▶ Required work:
(1) Answer these questions using the article on parenting and childhood memories:
(a) If you felt your parents were too strict, what might you become with your own child?
(b) What does the article call sibling bickering?
(c) What three losses does the article give as examples?
(2) Write out the article on parenting and childhood memories from "Think about the" to "child changes schools.", swapping "bicycle" for "skateboard".
(3) List the important school events that the article on parenting and childhood memories names in parentheses.

▶ Article:

When most parents set their standards and expectations for parenting, they take into account their recollections of their own youth. As a first step toward understanding your own approach to parenting, and to use that information in a positive way, examine it through the prism of your own childhood. To begin, answer the following questions:

1. What do you remember about the family you grew up in, particularly your relationships with your mother and father? What do you appreciate most about their way of raising you?
2. What did you most enjoy doing with each of your parents? The answer to this question might give you a clue to the activities your own child might enjoy doing with you.
3. What were the greatest difficulties you had with your parents? This information might help you avoid problem areas with your own youngster, while understanding why you respond to certain parental situations the way you do. For instance, if you felt your parents were too strict, you might become too permissive with your own child; or if you believe your mother and father were too withdrawn and quiet, you might insist upon talking with your child a lot.
4. What do you feel were their greatest shortcomings as parents? If your own father became abusive when he got angry, for example, you might feel anxious whenever tempers flare in your own household, and you might try to avoid angry confrontations.

Your Family Experience

Even though you may consciously try to avoid the actions of your parents that you thought were wrong, do not be surprised or upset if you find not only your parents' words but also their tone of voice coming out of your mouth. Pay attention to this experience and remember that children learn from what they see and hear.

You can also learn a lot from childhood relationships with your brothers and sisters. Ask yourself questions like: What were the best aspects of your relationship with your siblings? What did you enjoy doing most with them? What problems and conflicts did you have with them? How do you feel your parents handled these conflicts?

If you were an only child, you might have difficulty adjusting to the way your own youngsters relate to one another; you may find their fighting quite disturbing, although if you had grown up with siblings, you would understand better that sibling bickering is quite normal. Or if you were the oldest (or the youngest) child in your family, you might unconsciously identify more with your own oldest (or youngest) child.

Using your Childhood Memories

Think about the significant events that took place in your childhood. What do you remember about moves to a new city? Starting school? Illnesses or injuries? Losses (the death of a pet, a friend moving away, a stolen bicycle)? These childhood memories can affect how you relate to your own youngsters today. If you had a tough time moving to a new neighborhood when you were young, you might find it hard to put your own child through the same experience. If the first day at a new school was always difficult for you, you might feel especially anxious when your child changes schools.

Also, examine your own memories of teachers and classmates, your academic performance, what you liked and disliked about school and important school events (tests, oral reports, class trips, science fairs). Think back upon your childhood friendships, too: best friends, adversaries, activities with other children and how you adjusted to changes in friendships.

▶ Provided material:
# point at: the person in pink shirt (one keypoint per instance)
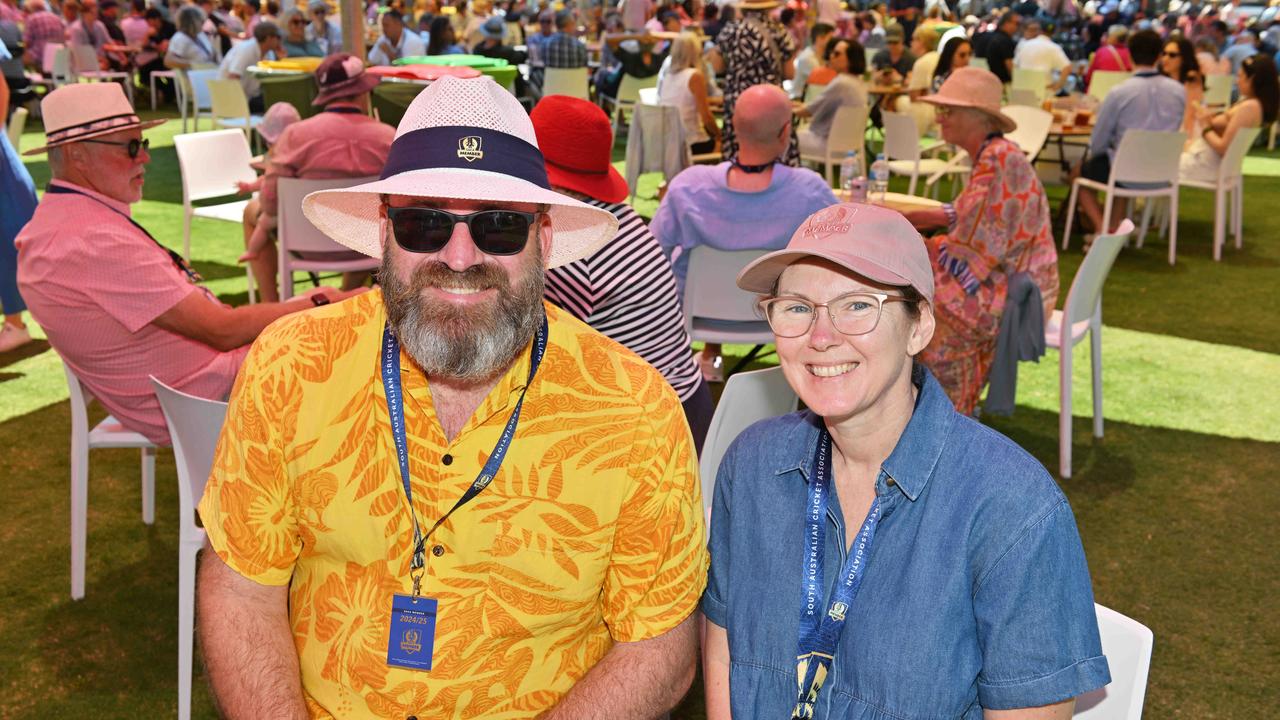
(339, 142)
(115, 304)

▶ Solutions for each task:
(1)
(a) Too permissive.
(b) Quite normal.
(c) The death of a pet, a friend moving away, and a stolen bicycle.

(2)
Think about the significant events that took place in your childhood. What do you remember about moves to a new city? Starting school? Illnesses or injuries? Losses (the death of a pet, a friend moving away, a stolen skateboard)? These childhood memories can affect how you relate to your own youngsters today. If you had a tough time moving to a new neighborhood when you were young, you might find it hard to put your own child through the same experience. If the first day at a new school was always difficult for you, you might feel especially anxious when your child changes schools.

(3) Tests, oral reports, class trips, science fairs